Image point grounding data
------------------------------------

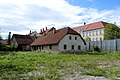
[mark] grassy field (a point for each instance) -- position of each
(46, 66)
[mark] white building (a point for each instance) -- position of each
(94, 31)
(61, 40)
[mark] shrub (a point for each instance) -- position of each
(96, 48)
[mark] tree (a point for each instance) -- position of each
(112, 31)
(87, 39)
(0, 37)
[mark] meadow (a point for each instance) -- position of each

------------------------------------

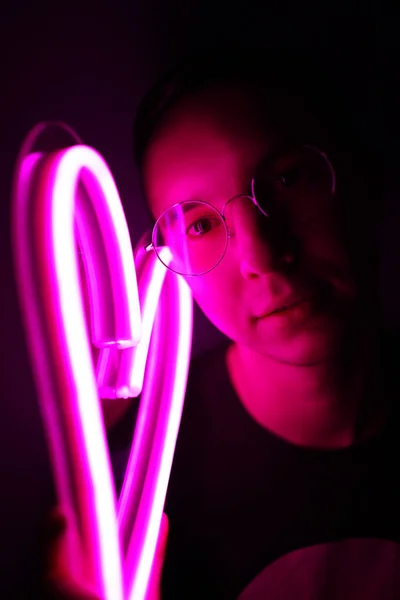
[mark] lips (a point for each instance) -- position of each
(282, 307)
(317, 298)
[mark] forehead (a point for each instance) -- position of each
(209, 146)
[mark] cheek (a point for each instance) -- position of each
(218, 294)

------------------------------------

_WORK REQUEST:_
From the entries above, restate word for word the lines from the line containing "[mark] shrub (a" to the line containing "[mark] meadow (a", both ends included, and nothing more.

_ANSWER SECTION:_
[mark] shrub (a point for each instance) -- position of each
(96, 48)
[mark] tree (a point for each instance) -- position of each
(112, 31)
(87, 39)
(0, 37)
[mark] meadow (a point for each instance) -- position of each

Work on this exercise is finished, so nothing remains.